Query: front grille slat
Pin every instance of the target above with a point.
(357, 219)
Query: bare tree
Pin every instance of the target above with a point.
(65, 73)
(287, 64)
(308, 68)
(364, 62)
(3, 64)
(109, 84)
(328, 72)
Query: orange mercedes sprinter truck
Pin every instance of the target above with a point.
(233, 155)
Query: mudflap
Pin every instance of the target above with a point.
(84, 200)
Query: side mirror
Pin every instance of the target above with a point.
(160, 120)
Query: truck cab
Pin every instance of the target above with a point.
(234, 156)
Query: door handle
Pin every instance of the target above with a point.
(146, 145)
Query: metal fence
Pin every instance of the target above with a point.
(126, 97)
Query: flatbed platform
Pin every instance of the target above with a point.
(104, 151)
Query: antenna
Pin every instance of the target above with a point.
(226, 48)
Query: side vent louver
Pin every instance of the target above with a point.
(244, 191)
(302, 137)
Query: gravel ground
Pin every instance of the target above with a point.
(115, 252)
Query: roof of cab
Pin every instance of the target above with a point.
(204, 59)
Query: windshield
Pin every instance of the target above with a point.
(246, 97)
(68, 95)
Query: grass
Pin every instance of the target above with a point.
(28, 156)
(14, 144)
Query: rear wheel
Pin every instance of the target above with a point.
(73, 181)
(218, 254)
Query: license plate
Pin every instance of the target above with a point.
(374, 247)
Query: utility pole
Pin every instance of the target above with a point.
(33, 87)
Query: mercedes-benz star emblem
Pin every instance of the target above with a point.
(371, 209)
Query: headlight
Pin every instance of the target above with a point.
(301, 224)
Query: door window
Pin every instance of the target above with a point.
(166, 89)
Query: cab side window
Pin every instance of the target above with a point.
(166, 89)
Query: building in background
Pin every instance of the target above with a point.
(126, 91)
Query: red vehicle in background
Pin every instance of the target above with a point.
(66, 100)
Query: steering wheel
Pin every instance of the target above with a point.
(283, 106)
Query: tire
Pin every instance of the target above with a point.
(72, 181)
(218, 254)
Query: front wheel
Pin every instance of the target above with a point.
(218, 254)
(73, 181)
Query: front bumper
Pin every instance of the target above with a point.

• • • • • • •

__WORK TO BE COMPLETED__
Every line above that includes the word "wheel" should be listed.

__EXERCISE OUTPUT__
Query: rear wheel
Query: steering wheel
Query: front wheel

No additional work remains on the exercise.